■ Required work
a - In the literature review on air pollution, what did De Almeida et al. identify as the main determinants of air quality in the regions of Portugal?
b - Write the next part of the literature review on the determinants of air pollution, picking up after its final sentence.

■ Excerpt provided
The rest of the paper is organized as follows. In the next section we review literature on the determinants of air pollution and the interaction between its level and public policy. We then provide the methodology for our analysis together with data descriptions. The next section then presents results and a discussion while the last part concludes.

2. Literature Review

The severe effects of air pollution have prompted many authors to study the determinants of air quality and the effectiveness or efficiency of public policies to reduce emissions of particulates and greenhouse gases. In studies using econometric methods referring to European countries, air quality is often assessed through the prism of GHG emissions (i.e., ozone and carbon, nitrogen and sulphur oxides) or by means of air quality indices. De Almeida et al. [12] analyzed air quality in individual regions of Portugal and concluded that the main determinants influencing air quality included forest fires and the number of manufacturing industries per km². Rafaj et al. [13] studied the drivers of GHG emissions in the years 1960–2010. The study was limited to European countries, which were divided into Eastern and Western ones. The relative influence of particular determinants on emission levels differed depending on the pollutant; however, the authors indicate that the decrease in SO2 emissions in Western countries was mainly due to reduced energy intensity and improved fuel mix. In the 1990s, GHG emissions in Eastern Europe grew despite the improvement in fuel quality, which was due to an increase in energy-intensive industries.

■ Data extract
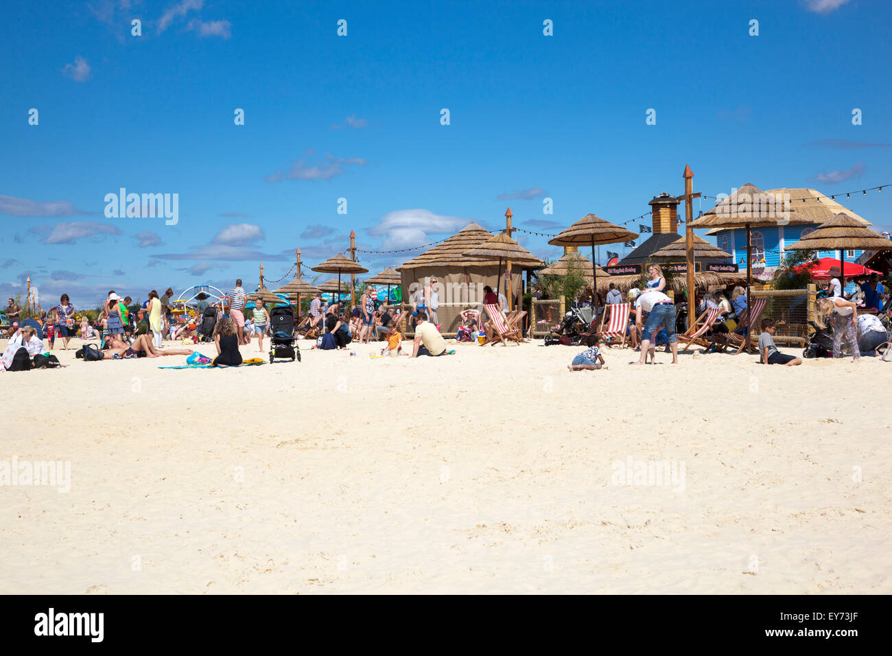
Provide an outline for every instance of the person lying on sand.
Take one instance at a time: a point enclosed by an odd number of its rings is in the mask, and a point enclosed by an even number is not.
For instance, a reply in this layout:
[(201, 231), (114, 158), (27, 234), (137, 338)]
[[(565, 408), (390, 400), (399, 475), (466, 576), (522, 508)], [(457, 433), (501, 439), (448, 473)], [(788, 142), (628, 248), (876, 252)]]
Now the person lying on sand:
[(130, 345), (120, 339), (112, 338), (106, 345), (109, 348), (103, 351), (103, 353), (106, 352), (121, 353), (123, 349), (124, 355), (122, 357), (130, 357), (131, 353), (136, 353), (136, 357), (139, 358), (158, 358), (161, 355), (192, 355), (194, 353), (191, 348), (166, 348), (163, 350), (155, 348), (147, 335), (140, 335)]
[(593, 371), (604, 367), (604, 356), (601, 355), (601, 350), (598, 348), (599, 340), (600, 336), (598, 333), (590, 335), (585, 340), (585, 343), (590, 345), (589, 348), (574, 357), (566, 368), (570, 371)]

■ Responses
a - Forest fires and the number of manufacturing industries per km².

b -
The drivers of PM2.5 emissions were studied mostly by Chinese researchers. Using panel regression models for the Chinese provinces, Xu and Lin [14] identified economic growth as a main determinant of emission levels. The relative role of the other analyzed factors (level of urbanization, private cars, energy efficiency, R&D investment, coal consumption) was different for each region. Adequate policies should therefore be regionally flexible. Luo et al. [15] claimed that the key determinant of particulate emissions is the share of the secondary sector in the economy, even before the level of GDP per capita. Furthermore, the quality of the environment is also influenced by urbanization, population density, energy intensity, and the proportion of the tertiary sector (the impact of the latter variable was negative). With regards to the relationship between GDP per capita and PM2.5 emissions, there is the so-called environmental Kuznets curve (EKC). The EKC states that particulate matter emissions increase proportionately with income until a certain level of economic development is achieved. Once this level of development is reached, emissions begin to decrease proportionately with additional increases in income [16]. This theoretical model explains why studies on the relationship between GDP and particulate matter emissions in developing countries show a positive relationship between these variables [17,18] and a negative relationship in developed countries [19].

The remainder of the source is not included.